What you have to do.
Produce a verbatim transcription of all records.

Data for this task.
= = = = =

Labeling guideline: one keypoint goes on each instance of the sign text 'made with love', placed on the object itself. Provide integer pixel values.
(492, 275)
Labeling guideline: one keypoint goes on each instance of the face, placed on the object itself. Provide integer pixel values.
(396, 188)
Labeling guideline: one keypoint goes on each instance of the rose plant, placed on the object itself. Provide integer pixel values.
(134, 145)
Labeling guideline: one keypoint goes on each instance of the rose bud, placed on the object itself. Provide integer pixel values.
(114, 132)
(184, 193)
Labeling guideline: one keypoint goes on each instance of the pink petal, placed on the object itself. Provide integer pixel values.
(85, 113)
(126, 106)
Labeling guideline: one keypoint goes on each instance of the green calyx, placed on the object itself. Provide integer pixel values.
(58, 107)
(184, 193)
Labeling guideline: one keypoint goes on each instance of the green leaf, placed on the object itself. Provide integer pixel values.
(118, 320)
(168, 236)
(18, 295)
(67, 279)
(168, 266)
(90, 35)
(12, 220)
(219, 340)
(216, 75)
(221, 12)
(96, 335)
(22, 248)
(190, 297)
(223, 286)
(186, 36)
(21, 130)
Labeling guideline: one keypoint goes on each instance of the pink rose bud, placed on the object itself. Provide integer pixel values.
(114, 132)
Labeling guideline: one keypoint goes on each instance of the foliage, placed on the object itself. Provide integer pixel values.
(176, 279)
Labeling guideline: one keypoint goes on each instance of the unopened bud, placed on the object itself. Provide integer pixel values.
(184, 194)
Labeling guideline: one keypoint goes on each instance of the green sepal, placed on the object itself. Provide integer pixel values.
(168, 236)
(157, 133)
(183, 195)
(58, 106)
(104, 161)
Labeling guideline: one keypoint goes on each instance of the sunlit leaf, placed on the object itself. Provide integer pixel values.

= = = = =

Task output.
Labeling guideline: one keypoint goes on each instance of the sign text 'made with love', placed on the object itself. Provide integer pixel values.
(492, 275)
Labeling guideline: one keypoint goes on each instance of the face, placed on the object itself. Provide integer pixel values.
(396, 188)
Labeling guideline: one keypoint goes on each instance of the rose plant, placed on the object itself. Provide integer pixel values.
(134, 145)
Labeling guideline: one keypoint goes on each instance of the rose bud, placed on the object itself. Provide integer pixel values.
(114, 132)
(184, 193)
Labeling guideline: one keypoint goes on each instance of the pink petal, placed on the object itself. Provide integer pixel values.
(85, 113)
(126, 106)
Labeling guideline: one keypoint goes on each instance of the green calyx, placed on the object itself. Provide integer pixel values.
(58, 107)
(184, 193)
Labeling guideline: one keypoint goes on each instance of the green leaf, placed on the object itself. Provide integer pixel values.
(118, 320)
(168, 236)
(18, 295)
(67, 279)
(168, 266)
(90, 35)
(12, 220)
(219, 340)
(216, 75)
(221, 12)
(96, 335)
(22, 248)
(190, 297)
(223, 286)
(186, 36)
(21, 130)
Labeling guideline: one keypoint goes on each instance of the pink rose bud, placed on the object itself. Provide integer pixel values.
(114, 132)
Labeling guideline: one keypoint goes on each instance of the foliage, placed on the object itself. Provide integer pixel values.
(176, 279)
Labeling guideline: one keypoint goes on each instance of the unopened bud, placed on the object itself. Provide integer pixel values.
(184, 194)
Labeling guideline: one keypoint goes on each instance of the green sepal, placed on the object itself. Provide integer pixel values.
(168, 236)
(157, 133)
(183, 195)
(58, 106)
(104, 161)
Labeling guideline: one keypoint goes on each instance of the sunlit leaf, placed on the object itself. Provide integer pixel values.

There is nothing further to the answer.